* _SET OF TASKS_:
A. In the account of Fenella's experience, how old was Fenella when her parents separated?
B. Continue the account of Fenella's experience from the point where it stops.

* _EXCERPT TO READ_:
• • • •
Fenella describes how bad she felt when her mother and the police did not believe she had been abused

All names and identifying details have been changed.

Participants have given us permission to share their experiences.

When Fenella was sexually abused and raped by her stepfather, her mother did not support her.

The police did not return her calls when she tried to find out whether they were acting on her report.

Fenella was four years old when her parents separated. She and her younger sister were taken by their mum to live in a different area. 

She says that her mum made the relationship with her dad difficult, and for that reason, along with the distance, Fenella rarely saw him. And because they moved house a lot, they did not have much support from family or friends.

Fenella adds that her mum was physically and emotionally abusive towards her, and she never felt loved by her. She now thinks her mum may have had postnatal depression. 

When Fenella was about five, her mum became involved with a man called Dave. At first, Fenella says, her relationship with him was ‘pretty good’. She felt he was sympathetic when she had problems with her mum and that he generally ‘looked out for me’.

But when she was 12, Dave began sexually abusing her. The family were watching television together and Fenella was sitting on a sofa with Dave, with a blanket over them. Dave started to touch her under the blanket. She says she didn’t know how to react. ‘I just let it happen.’

From then on, the abuse escalated. She remembers that on weekends, when her mum was doing housework, Dave would still be in bed. He would ask her to get in with him and then touch her. She says ‘looking at it from the outside it was all strange … what was happening, and the relationship I had with him. But mum never really questioned anything’.

Dave continued abusing her regularly, and one day he raped her. She says she lost count of the number of times this happened. ‘It became a normal part of life for me, but obviously it wasn’t normal’ she says. 

When Fenella was in her teens, and started seeing a boy, the abuse became less frequent. She says that Dave ‘backed away ... tried stuff sometimes, but not as much as before. I think he thought I’d tell somebody’.

Soon after, Fenella realised that Dave had also sexually abused her sister. She says she suspected he was, but her relationship with her sister ‘wasn’t great’, and she didn’t ask her. Fenella now thinks that Dave deliberately put a ‘wedge’ between the sisters so they wouldn’t confide in each other.

Fenella and her sister wanted to tell their mum, but they were scared of her reaction. Instead they wrote a letter to Dave, telling him that they would go to the police if he didn’t stop. He angrily confronted them both, separately. He implied that he was the victim, saying ‘Is this what you think of me … is this how I should be treated?’

After this, Fenella and her sister agreed they should report the abuse to the police, but that they had to tell their mum first. Their mum took them both to the police station where they were interviewed. Dave was subsequently arrested. At this point Fenella was in her mid teens and her sister was in her early teens.
• • • •
* _INFORMATION GIVEN_:

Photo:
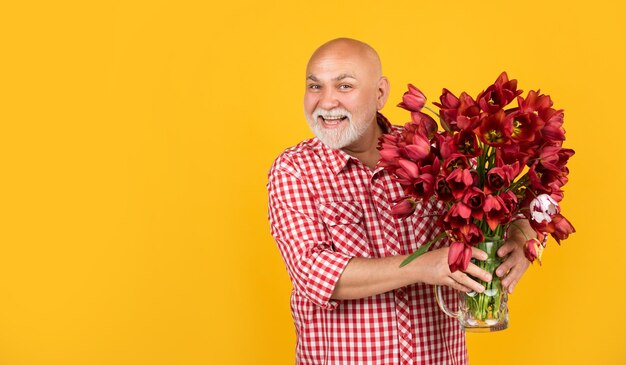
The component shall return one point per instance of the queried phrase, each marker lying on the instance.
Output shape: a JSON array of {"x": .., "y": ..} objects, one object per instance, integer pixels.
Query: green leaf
[{"x": 420, "y": 251}]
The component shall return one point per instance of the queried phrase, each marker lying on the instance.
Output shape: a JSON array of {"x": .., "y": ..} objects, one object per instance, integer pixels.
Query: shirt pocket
[{"x": 344, "y": 221}]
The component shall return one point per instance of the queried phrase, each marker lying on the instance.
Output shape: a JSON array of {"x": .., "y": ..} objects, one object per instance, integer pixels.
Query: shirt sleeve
[{"x": 313, "y": 266}]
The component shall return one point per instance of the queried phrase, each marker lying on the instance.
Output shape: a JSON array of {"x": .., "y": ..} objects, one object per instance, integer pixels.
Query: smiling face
[{"x": 343, "y": 92}]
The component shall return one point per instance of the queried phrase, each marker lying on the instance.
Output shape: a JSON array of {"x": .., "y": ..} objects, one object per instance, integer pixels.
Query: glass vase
[{"x": 486, "y": 311}]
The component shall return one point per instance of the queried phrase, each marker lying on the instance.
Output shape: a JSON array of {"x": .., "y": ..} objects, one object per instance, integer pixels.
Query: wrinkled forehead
[{"x": 338, "y": 62}]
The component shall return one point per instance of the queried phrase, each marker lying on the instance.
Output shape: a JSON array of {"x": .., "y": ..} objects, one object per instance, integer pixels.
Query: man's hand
[
  {"x": 515, "y": 263},
  {"x": 435, "y": 271}
]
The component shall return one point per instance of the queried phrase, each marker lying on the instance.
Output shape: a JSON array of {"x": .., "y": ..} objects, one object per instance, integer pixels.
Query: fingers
[
  {"x": 478, "y": 273},
  {"x": 505, "y": 267},
  {"x": 506, "y": 248},
  {"x": 514, "y": 275},
  {"x": 465, "y": 281},
  {"x": 479, "y": 254}
]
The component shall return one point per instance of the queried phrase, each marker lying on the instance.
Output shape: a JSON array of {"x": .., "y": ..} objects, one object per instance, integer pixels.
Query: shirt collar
[{"x": 338, "y": 159}]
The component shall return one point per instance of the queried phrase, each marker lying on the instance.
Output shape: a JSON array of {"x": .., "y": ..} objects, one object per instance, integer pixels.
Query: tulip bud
[
  {"x": 533, "y": 250},
  {"x": 413, "y": 100},
  {"x": 543, "y": 208}
]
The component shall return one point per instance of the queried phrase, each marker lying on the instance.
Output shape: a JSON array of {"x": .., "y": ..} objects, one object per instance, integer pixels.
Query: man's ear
[{"x": 382, "y": 93}]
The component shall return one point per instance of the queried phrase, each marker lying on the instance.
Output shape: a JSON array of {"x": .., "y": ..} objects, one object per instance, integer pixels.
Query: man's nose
[{"x": 328, "y": 99}]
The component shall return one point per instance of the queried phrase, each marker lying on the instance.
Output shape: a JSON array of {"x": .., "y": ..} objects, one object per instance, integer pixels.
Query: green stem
[{"x": 423, "y": 248}]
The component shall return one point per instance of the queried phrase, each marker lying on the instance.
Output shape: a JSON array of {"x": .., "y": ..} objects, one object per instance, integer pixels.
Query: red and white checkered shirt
[{"x": 326, "y": 207}]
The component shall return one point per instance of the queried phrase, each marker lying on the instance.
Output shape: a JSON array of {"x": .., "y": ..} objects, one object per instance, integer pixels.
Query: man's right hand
[{"x": 432, "y": 268}]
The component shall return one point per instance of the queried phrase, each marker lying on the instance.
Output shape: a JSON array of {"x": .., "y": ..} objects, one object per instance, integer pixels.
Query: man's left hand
[{"x": 515, "y": 263}]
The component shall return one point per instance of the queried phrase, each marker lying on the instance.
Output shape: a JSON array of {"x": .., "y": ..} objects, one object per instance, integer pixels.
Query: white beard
[{"x": 336, "y": 138}]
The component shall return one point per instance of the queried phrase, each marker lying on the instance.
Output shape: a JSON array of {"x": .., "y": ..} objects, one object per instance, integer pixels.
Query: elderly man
[{"x": 329, "y": 211}]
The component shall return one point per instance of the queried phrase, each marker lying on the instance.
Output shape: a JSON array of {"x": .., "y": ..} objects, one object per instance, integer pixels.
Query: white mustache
[{"x": 333, "y": 113}]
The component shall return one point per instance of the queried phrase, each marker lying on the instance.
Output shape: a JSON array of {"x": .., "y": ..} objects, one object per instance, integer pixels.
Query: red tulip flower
[
  {"x": 533, "y": 250},
  {"x": 413, "y": 100},
  {"x": 495, "y": 211}
]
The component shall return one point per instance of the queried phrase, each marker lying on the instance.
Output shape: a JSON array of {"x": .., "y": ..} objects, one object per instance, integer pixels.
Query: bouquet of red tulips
[{"x": 491, "y": 164}]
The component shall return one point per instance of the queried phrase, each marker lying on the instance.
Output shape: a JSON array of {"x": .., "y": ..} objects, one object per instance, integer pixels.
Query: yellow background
[{"x": 136, "y": 137}]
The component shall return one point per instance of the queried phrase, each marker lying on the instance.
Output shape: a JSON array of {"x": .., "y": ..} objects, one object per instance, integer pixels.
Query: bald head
[
  {"x": 344, "y": 90},
  {"x": 350, "y": 50}
]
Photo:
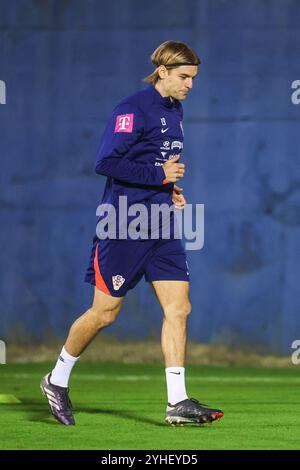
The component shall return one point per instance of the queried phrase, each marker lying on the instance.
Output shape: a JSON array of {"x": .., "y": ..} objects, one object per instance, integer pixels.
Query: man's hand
[
  {"x": 173, "y": 171},
  {"x": 178, "y": 199}
]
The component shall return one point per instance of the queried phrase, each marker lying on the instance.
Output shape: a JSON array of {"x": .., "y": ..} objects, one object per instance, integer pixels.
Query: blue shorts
[{"x": 116, "y": 266}]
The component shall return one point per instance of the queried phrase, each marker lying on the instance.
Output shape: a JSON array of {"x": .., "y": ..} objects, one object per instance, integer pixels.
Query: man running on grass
[{"x": 139, "y": 155}]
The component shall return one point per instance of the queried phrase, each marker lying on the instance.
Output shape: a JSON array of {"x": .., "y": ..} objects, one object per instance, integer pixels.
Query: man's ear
[{"x": 162, "y": 71}]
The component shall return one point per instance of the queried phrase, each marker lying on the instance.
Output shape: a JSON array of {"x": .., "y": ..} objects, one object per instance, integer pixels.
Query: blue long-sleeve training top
[{"x": 145, "y": 131}]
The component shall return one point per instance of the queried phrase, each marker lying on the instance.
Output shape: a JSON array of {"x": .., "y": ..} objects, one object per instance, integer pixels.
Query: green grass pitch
[{"x": 122, "y": 406}]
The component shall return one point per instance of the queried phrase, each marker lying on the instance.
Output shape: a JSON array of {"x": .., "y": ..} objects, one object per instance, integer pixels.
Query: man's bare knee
[
  {"x": 104, "y": 316},
  {"x": 178, "y": 311}
]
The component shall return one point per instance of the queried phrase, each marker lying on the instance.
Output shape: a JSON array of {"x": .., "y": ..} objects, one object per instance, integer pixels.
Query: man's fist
[{"x": 174, "y": 171}]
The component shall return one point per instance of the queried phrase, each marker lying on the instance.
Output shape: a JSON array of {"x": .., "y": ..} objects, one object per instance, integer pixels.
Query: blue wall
[{"x": 66, "y": 64}]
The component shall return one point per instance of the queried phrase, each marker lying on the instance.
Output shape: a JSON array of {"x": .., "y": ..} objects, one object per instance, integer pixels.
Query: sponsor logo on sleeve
[{"x": 124, "y": 123}]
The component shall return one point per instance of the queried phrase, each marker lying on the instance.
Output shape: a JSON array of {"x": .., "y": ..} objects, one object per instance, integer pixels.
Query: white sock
[
  {"x": 63, "y": 368},
  {"x": 176, "y": 384}
]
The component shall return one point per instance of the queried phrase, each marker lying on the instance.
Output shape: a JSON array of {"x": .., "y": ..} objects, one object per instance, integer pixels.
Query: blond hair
[{"x": 172, "y": 54}]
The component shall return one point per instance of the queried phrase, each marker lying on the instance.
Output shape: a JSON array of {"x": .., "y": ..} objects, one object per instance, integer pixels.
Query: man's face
[{"x": 179, "y": 81}]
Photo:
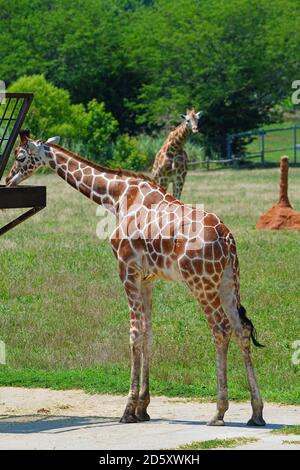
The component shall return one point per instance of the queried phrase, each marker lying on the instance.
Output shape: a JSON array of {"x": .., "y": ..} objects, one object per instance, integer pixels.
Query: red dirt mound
[{"x": 282, "y": 215}]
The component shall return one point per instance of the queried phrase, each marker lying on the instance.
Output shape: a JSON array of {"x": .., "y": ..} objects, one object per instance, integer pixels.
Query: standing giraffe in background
[
  {"x": 170, "y": 164},
  {"x": 157, "y": 236}
]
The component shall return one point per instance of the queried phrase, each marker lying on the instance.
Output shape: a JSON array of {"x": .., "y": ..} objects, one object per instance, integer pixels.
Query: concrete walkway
[{"x": 47, "y": 419}]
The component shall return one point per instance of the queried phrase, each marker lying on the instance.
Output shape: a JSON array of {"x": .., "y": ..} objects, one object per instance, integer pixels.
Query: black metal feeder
[{"x": 12, "y": 115}]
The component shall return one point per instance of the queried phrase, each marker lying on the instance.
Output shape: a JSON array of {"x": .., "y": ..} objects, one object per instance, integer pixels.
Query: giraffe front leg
[
  {"x": 136, "y": 345},
  {"x": 178, "y": 184},
  {"x": 222, "y": 338},
  {"x": 144, "y": 397}
]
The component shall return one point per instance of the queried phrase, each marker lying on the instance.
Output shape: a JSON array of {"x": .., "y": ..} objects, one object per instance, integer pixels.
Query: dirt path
[{"x": 47, "y": 419}]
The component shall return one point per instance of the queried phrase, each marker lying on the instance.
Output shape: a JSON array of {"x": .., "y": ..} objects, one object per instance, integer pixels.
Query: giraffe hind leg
[{"x": 244, "y": 331}]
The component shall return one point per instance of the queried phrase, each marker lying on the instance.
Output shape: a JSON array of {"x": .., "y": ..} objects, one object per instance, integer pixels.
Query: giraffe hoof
[
  {"x": 256, "y": 422},
  {"x": 216, "y": 422},
  {"x": 129, "y": 419},
  {"x": 142, "y": 416}
]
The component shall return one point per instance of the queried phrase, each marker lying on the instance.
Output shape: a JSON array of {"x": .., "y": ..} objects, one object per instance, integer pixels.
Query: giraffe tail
[{"x": 236, "y": 276}]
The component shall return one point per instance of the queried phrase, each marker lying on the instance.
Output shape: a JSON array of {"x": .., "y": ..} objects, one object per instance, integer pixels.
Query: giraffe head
[
  {"x": 29, "y": 155},
  {"x": 192, "y": 119}
]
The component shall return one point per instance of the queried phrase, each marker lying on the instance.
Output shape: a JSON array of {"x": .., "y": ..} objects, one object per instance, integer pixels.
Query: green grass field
[{"x": 64, "y": 315}]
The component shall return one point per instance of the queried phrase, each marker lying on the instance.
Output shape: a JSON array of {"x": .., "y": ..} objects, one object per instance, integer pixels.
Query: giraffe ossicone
[
  {"x": 169, "y": 240},
  {"x": 170, "y": 164}
]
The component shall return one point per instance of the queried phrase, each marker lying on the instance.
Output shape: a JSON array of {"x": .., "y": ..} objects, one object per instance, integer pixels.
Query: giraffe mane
[{"x": 118, "y": 172}]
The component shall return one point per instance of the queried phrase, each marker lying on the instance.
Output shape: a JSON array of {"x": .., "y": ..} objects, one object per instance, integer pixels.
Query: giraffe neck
[
  {"x": 99, "y": 186},
  {"x": 176, "y": 139}
]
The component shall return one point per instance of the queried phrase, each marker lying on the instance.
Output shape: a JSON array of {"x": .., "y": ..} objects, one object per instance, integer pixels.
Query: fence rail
[{"x": 264, "y": 152}]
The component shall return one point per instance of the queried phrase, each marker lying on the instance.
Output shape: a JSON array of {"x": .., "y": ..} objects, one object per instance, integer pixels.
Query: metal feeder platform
[{"x": 12, "y": 115}]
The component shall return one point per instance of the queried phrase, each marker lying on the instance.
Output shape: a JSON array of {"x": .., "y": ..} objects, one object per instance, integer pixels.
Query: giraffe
[
  {"x": 157, "y": 236},
  {"x": 170, "y": 164}
]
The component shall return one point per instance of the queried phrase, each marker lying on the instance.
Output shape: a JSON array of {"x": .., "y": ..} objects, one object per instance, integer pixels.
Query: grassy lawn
[
  {"x": 217, "y": 444},
  {"x": 283, "y": 140},
  {"x": 63, "y": 312},
  {"x": 288, "y": 430}
]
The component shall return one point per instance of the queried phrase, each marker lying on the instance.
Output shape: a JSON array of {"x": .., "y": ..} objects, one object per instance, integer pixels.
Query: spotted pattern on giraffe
[
  {"x": 157, "y": 236},
  {"x": 170, "y": 164}
]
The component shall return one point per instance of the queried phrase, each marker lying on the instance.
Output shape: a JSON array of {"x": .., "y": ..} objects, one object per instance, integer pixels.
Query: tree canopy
[{"x": 149, "y": 59}]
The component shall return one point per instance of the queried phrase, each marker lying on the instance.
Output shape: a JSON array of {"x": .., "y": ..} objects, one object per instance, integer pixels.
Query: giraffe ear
[
  {"x": 53, "y": 140},
  {"x": 33, "y": 147},
  {"x": 24, "y": 135}
]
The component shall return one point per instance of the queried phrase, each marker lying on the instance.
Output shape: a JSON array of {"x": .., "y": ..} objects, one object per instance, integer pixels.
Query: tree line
[{"x": 148, "y": 60}]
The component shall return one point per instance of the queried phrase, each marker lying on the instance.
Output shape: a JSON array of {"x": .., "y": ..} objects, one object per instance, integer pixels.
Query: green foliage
[
  {"x": 101, "y": 127},
  {"x": 233, "y": 59},
  {"x": 91, "y": 129},
  {"x": 147, "y": 61},
  {"x": 126, "y": 154},
  {"x": 51, "y": 112}
]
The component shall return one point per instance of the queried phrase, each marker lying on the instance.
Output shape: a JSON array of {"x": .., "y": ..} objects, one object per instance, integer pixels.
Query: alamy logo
[
  {"x": 2, "y": 353},
  {"x": 2, "y": 92}
]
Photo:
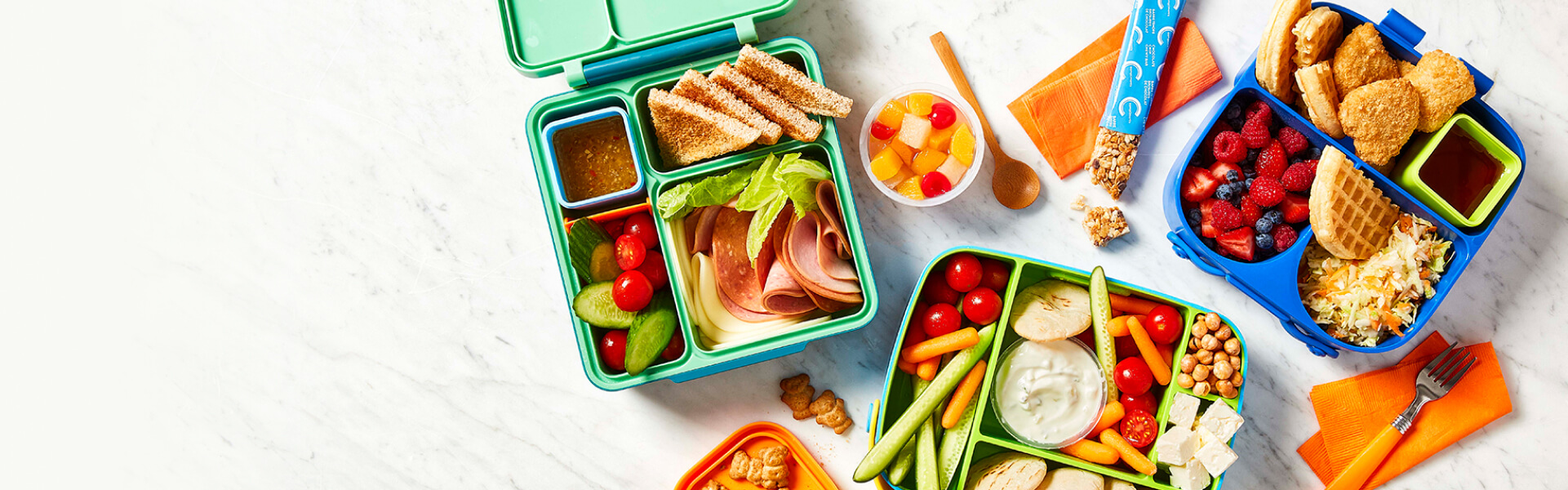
• • • •
* _RESPONSES_:
A. Four years old.

B.
The prosecution did not go ahead. The police said this was because they could not gather physical evidence of the sexual abuse. Fenella kept trying to contact them but she could never get through to the officer in charge and her calls were not returned. 

Fenella’s mother changed her attitude and claimed that her daughters had made up the allegations against Dave. After a while, she told the girls she didn’t want them living with her as Dave was moving back into the family home.

Fenella and her sister were both due to take exams, so needed to stay in the area for school. For months they relied on friends to put them up. During this time they did not receive any support from social services.

Fenella had no further contact with her mum and the relationship with her sister has broken down. She managed to get a job and has supported herself ever since. She tried to get police to reopen the case, but without success. 

She feels hurt and let down that her mum didn’t believe her and her sister, and then allowed the man who abused them back into their home. She also feels that the justice system doesn’t care about victims and survivors of child sexual abuse. 

‘Even if there’s a successful conviction the penalty is minimal. And this affects the victim’s trust in the police and the justice system’ she says.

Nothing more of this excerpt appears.